**Task to carry out:**
Extend the news passage on China's weak inflation and faltering demand by writing what comes after its last sentence.

**Passage for review:**
Content starts
The sustained weakness in inflation in the world’s second-largest economy comes as Beijing has launched a wave of measures to try to boost demand, which has faltered since China emerged from crushing Covid lockdowns last year.
The country’s property market, which accounts for about a quarter of economic activity, remains on life support with large private sector developers suffering a liquidity crunch and buyers reluctant to venture into the market.
Policymakers have cut mortgage rates and relaxed stringent requirements for loans but analysts have described the measures as “piecemeal” and have called for more fiscal stimulus to boost demand.
Goldman Sachs said the stronger CPI number was largely thanks to stronger non-food inflation, including rising crude oil prices.
China’s statistics bureau said while food prices dropped by 1.7 per cent in August, non-food CPI increased by 0.5 per cent after being flat in July.
“For headline CPI, we expect a ‘U-shaped’ recovery,” the analysts at Goldman said, predicting that energy prices would bottom out this year and services inflation should pick up as the government’s economic interventions took effect.
Content ends
**Data supplied:**
Content starts
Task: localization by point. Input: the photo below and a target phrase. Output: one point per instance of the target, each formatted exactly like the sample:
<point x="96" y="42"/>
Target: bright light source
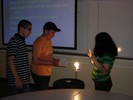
<point x="119" y="49"/>
<point x="76" y="64"/>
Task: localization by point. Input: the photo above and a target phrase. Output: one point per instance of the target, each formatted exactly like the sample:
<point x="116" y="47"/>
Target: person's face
<point x="51" y="33"/>
<point x="27" y="31"/>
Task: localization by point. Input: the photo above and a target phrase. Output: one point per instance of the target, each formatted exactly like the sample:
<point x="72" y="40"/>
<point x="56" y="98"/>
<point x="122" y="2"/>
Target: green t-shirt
<point x="97" y="75"/>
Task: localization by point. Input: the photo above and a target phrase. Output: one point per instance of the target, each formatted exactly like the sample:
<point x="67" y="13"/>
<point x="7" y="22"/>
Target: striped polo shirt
<point x="17" y="48"/>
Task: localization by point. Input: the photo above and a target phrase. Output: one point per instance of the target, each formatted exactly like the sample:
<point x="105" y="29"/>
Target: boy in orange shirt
<point x="42" y="57"/>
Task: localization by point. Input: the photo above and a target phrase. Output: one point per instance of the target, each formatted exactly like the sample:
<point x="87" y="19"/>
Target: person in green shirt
<point x="102" y="59"/>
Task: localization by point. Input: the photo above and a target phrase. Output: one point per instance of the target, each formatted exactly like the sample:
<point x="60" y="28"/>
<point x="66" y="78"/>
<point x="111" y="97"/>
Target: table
<point x="69" y="94"/>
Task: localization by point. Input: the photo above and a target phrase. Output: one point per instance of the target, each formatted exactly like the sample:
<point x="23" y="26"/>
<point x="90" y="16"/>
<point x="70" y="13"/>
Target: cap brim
<point x="58" y="30"/>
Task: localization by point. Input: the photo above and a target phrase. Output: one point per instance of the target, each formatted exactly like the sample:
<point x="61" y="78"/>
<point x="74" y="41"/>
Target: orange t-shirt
<point x="42" y="47"/>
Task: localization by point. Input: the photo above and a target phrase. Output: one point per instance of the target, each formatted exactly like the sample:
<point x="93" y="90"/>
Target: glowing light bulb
<point x="76" y="64"/>
<point x="119" y="49"/>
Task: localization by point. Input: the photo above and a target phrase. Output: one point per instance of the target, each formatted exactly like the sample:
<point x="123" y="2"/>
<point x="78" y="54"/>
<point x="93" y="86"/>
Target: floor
<point x="5" y="90"/>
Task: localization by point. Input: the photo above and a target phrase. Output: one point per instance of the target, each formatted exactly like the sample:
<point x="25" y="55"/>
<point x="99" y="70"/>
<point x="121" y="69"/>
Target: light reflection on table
<point x="69" y="94"/>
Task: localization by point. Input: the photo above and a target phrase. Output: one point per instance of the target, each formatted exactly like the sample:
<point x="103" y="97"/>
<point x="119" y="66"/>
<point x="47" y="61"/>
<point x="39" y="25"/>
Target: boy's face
<point x="51" y="33"/>
<point x="27" y="31"/>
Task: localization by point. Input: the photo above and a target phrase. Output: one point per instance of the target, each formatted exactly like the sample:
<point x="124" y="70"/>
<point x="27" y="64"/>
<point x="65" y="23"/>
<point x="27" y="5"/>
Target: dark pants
<point x="104" y="86"/>
<point x="41" y="82"/>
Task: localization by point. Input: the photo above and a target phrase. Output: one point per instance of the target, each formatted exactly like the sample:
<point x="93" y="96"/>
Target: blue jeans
<point x="41" y="82"/>
<point x="25" y="88"/>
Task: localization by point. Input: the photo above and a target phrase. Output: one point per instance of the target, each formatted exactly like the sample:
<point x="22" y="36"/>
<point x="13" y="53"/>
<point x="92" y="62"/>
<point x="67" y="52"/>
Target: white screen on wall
<point x="38" y="12"/>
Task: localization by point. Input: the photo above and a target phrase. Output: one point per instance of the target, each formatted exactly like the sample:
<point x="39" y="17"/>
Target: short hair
<point x="104" y="44"/>
<point x="23" y="23"/>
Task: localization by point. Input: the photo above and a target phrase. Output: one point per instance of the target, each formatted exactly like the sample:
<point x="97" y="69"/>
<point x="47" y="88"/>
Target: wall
<point x="122" y="71"/>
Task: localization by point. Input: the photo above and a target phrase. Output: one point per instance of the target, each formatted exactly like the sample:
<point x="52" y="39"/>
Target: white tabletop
<point x="69" y="94"/>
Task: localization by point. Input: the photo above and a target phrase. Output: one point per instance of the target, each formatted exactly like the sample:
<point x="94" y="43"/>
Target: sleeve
<point x="108" y="60"/>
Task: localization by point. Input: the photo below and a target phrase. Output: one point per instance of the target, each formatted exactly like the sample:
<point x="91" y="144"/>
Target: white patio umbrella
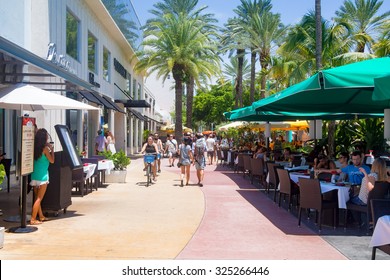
<point x="30" y="98"/>
<point x="236" y="124"/>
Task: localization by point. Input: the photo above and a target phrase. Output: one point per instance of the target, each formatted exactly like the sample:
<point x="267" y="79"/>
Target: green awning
<point x="382" y="88"/>
<point x="345" y="89"/>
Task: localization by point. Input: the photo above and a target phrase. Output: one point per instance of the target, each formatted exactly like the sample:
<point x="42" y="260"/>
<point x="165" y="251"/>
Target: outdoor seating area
<point x="321" y="201"/>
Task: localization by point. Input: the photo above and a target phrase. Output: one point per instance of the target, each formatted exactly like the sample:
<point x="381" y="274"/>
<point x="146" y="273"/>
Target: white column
<point x="387" y="124"/>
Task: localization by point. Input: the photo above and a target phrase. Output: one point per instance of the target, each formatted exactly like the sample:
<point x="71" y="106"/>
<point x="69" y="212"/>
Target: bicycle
<point x="149" y="159"/>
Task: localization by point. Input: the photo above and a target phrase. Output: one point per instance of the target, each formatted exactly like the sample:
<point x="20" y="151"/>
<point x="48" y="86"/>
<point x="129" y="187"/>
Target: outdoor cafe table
<point x="104" y="166"/>
<point x="381" y="234"/>
<point x="89" y="169"/>
<point x="343" y="192"/>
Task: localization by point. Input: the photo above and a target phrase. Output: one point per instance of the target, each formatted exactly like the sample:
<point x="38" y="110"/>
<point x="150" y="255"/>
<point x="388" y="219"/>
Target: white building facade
<point x="76" y="49"/>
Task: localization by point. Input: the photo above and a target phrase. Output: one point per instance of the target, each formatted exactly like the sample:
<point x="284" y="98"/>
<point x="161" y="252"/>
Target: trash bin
<point x="58" y="195"/>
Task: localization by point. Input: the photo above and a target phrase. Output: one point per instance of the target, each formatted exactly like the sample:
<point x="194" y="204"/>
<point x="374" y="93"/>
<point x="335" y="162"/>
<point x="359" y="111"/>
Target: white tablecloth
<point x="381" y="234"/>
<point x="89" y="169"/>
<point x="343" y="193"/>
<point x="106" y="164"/>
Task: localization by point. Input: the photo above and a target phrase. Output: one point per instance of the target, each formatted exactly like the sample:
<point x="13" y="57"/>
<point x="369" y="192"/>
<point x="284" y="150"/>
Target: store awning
<point x="131" y="103"/>
<point x="14" y="58"/>
<point x="137" y="114"/>
<point x="151" y="119"/>
<point x="90" y="97"/>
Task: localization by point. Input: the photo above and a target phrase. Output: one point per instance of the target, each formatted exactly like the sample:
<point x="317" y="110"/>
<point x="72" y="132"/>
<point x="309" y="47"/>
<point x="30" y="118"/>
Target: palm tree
<point x="235" y="39"/>
<point x="186" y="8"/>
<point x="181" y="45"/>
<point x="247" y="12"/>
<point x="360" y="16"/>
<point x="266" y="30"/>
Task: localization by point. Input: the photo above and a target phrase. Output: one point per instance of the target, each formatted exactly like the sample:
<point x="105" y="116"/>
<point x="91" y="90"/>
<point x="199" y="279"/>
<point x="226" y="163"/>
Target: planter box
<point x="116" y="176"/>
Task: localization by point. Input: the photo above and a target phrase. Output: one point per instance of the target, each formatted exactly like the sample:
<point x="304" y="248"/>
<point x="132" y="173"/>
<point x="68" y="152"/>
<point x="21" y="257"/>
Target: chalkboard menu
<point x="68" y="146"/>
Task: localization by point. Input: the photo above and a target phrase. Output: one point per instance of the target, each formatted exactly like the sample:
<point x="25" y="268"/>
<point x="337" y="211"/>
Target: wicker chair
<point x="258" y="170"/>
<point x="78" y="181"/>
<point x="286" y="187"/>
<point x="379" y="191"/>
<point x="379" y="208"/>
<point x="273" y="178"/>
<point x="247" y="165"/>
<point x="312" y="198"/>
<point x="93" y="181"/>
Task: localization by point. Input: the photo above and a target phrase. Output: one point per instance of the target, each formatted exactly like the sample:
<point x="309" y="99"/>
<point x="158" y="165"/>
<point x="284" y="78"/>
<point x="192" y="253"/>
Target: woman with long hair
<point x="186" y="158"/>
<point x="43" y="156"/>
<point x="378" y="173"/>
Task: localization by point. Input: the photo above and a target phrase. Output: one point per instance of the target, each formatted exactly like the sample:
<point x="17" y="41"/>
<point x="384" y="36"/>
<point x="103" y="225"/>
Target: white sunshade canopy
<point x="31" y="98"/>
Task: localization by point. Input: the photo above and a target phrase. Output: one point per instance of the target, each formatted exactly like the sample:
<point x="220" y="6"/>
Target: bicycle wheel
<point x="149" y="176"/>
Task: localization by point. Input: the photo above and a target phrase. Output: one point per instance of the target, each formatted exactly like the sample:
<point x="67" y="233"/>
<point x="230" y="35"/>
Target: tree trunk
<point x="178" y="75"/>
<point x="331" y="140"/>
<point x="240" y="57"/>
<point x="318" y="35"/>
<point x="263" y="76"/>
<point x="190" y="101"/>
<point x="253" y="77"/>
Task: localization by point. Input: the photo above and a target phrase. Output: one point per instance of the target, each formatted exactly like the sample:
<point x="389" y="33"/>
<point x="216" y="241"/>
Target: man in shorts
<point x="171" y="149"/>
<point x="210" y="143"/>
<point x="200" y="160"/>
<point x="158" y="142"/>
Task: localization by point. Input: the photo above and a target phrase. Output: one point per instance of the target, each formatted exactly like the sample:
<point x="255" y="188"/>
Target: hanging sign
<point x="27" y="151"/>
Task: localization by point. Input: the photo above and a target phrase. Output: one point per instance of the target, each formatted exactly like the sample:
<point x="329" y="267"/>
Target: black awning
<point x="151" y="119"/>
<point x="112" y="104"/>
<point x="131" y="103"/>
<point x="137" y="114"/>
<point x="91" y="97"/>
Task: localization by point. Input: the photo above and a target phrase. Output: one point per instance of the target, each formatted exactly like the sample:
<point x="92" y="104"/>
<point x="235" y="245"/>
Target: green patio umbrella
<point x="250" y="114"/>
<point x="382" y="88"/>
<point x="345" y="89"/>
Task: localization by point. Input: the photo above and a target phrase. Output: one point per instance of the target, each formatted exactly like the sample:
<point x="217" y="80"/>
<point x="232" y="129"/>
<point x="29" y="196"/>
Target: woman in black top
<point x="150" y="148"/>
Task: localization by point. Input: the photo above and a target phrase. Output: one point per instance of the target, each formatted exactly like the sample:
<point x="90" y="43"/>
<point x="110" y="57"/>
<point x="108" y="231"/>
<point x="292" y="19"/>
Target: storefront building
<point x="76" y="49"/>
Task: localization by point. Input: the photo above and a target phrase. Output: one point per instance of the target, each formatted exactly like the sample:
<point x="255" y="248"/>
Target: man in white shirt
<point x="171" y="147"/>
<point x="210" y="142"/>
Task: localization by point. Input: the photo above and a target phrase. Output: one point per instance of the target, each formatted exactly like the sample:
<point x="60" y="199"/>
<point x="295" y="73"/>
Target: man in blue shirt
<point x="354" y="175"/>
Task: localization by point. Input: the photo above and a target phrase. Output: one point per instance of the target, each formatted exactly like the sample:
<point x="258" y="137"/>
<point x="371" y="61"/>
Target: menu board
<point x="27" y="151"/>
<point x="68" y="146"/>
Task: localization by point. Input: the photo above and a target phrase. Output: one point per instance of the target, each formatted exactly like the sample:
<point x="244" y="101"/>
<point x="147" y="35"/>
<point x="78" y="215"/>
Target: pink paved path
<point x="240" y="222"/>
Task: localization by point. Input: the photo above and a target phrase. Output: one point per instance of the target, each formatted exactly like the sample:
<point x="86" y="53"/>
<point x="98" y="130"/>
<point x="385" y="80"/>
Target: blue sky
<point x="291" y="12"/>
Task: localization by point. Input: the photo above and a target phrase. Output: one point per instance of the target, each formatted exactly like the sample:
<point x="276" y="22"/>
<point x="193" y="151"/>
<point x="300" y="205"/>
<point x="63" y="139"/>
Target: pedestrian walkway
<point x="226" y="219"/>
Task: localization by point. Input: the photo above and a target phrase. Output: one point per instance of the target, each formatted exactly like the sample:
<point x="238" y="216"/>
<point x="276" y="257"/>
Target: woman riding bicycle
<point x="150" y="148"/>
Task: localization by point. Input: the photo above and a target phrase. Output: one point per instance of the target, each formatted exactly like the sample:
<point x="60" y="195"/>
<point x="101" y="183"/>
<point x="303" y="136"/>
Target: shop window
<point x="134" y="88"/>
<point x="139" y="91"/>
<point x="92" y="51"/>
<point x="72" y="35"/>
<point x="128" y="84"/>
<point x="106" y="64"/>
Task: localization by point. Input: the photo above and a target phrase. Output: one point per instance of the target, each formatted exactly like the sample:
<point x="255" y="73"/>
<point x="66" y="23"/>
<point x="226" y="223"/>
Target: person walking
<point x="171" y="149"/>
<point x="185" y="160"/>
<point x="200" y="160"/>
<point x="100" y="142"/>
<point x="43" y="156"/>
<point x="110" y="142"/>
<point x="160" y="148"/>
<point x="210" y="142"/>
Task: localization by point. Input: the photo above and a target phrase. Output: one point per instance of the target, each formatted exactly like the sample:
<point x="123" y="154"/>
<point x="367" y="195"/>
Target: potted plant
<point x="121" y="161"/>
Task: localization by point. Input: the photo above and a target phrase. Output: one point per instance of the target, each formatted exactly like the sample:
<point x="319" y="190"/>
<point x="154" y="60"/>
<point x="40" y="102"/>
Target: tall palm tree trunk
<point x="240" y="57"/>
<point x="178" y="75"/>
<point x="253" y="76"/>
<point x="190" y="101"/>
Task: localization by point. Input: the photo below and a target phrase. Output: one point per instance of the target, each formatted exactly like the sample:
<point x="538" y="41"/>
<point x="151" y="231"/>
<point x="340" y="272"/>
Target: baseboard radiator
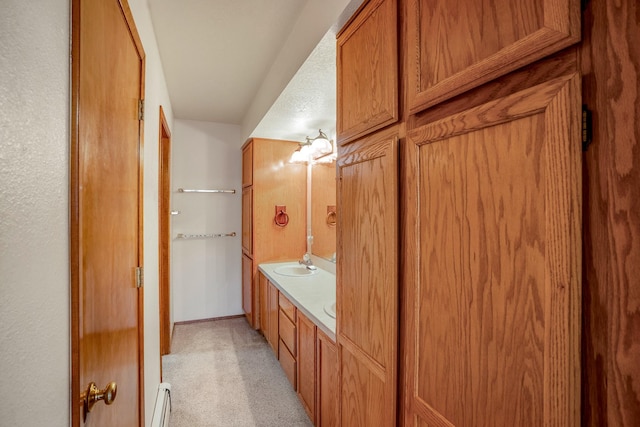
<point x="163" y="406"/>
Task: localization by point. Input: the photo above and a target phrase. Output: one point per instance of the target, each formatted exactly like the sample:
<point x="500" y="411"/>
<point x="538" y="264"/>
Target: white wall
<point x="34" y="230"/>
<point x="156" y="94"/>
<point x="34" y="214"/>
<point x="206" y="273"/>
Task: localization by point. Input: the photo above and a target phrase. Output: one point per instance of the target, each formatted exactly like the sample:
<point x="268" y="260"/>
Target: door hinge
<point x="587" y="128"/>
<point x="141" y="109"/>
<point x="139" y="277"/>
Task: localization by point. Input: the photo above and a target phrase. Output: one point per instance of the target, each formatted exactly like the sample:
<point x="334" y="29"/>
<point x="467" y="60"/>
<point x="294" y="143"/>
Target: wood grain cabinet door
<point x="367" y="79"/>
<point x="455" y="45"/>
<point x="492" y="263"/>
<point x="247" y="288"/>
<point x="306" y="354"/>
<point x="367" y="280"/>
<point x="247" y="220"/>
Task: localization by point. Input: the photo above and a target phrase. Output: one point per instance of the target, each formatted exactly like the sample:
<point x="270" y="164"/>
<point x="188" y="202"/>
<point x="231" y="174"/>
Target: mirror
<point x="323" y="210"/>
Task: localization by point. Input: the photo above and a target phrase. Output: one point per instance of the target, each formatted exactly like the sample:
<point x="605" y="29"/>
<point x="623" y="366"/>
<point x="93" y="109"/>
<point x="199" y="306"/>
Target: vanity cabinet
<point x="327" y="391"/>
<point x="269" y="180"/>
<point x="269" y="310"/>
<point x="287" y="338"/>
<point x="306" y="381"/>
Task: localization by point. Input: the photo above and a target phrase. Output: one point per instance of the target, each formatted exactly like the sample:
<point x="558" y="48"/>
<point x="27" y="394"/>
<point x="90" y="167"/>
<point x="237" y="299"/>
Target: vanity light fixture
<point x="312" y="149"/>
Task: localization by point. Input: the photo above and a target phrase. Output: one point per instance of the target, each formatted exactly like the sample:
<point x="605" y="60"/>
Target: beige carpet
<point x="223" y="373"/>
Content ends
**Your response:**
A central problem for Beijing is that the weakness in the domestic economy has coincided with a plunge in the country’s exports, as inflation in the west suppresses consumption.
China’s statistics bureau said consumer goods prices dropped by 0.7 per cent and service prices increased by 1.3 per cent.
Among the items in the producer prices index, building materials and non-metals prices fell 6 per cent while ferrous metal materials fell 5.6 per cent.
China’s disappointing growth and falling exports have sparked foreign investor outflows from its stock markets and contributed to a weakening of the renminbi to lows against the dollar not seen since 2007.
China’s exports dropped 8.8 per cent in August compared with a year ago, according to figures released this week, but the contraction was marginally less severe than analysts expected.
It was also an improvement on July’s 14.5 per cent decline, the worst since the start of the coronavirus pandemic.